[start DATASET ENTRIES]

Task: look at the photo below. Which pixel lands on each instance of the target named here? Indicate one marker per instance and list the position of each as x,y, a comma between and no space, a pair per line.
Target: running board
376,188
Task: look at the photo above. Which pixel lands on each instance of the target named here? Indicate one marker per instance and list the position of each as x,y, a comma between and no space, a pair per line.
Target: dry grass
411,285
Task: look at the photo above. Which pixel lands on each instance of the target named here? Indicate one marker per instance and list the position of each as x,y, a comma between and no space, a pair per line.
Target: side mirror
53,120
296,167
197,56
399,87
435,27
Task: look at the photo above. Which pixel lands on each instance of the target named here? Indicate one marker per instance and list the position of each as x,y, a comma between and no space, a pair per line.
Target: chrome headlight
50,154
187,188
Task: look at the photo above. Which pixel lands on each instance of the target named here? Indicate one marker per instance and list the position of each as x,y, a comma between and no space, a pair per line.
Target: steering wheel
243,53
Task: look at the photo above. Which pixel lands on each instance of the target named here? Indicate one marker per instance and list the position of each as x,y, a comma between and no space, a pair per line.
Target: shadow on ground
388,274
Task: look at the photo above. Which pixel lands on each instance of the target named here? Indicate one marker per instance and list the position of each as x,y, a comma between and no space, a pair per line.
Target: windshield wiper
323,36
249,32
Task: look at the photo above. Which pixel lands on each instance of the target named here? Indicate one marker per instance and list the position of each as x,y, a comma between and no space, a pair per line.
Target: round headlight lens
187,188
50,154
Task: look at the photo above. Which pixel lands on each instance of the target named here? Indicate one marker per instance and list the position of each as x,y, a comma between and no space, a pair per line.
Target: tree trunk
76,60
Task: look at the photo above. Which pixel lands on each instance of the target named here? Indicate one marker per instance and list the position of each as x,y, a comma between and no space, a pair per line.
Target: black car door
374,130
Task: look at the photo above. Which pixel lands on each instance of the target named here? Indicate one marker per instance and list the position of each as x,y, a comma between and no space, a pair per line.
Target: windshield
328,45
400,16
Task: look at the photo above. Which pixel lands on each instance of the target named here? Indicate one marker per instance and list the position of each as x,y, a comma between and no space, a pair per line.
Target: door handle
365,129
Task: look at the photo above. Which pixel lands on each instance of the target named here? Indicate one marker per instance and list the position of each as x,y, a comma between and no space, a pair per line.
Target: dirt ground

[end DATASET ENTRIES]

REQUIREMENTS → List every line in the data above that contains the word "door".

RESULT OF THIS EXERCISE →
Target: black car door
Target: door handle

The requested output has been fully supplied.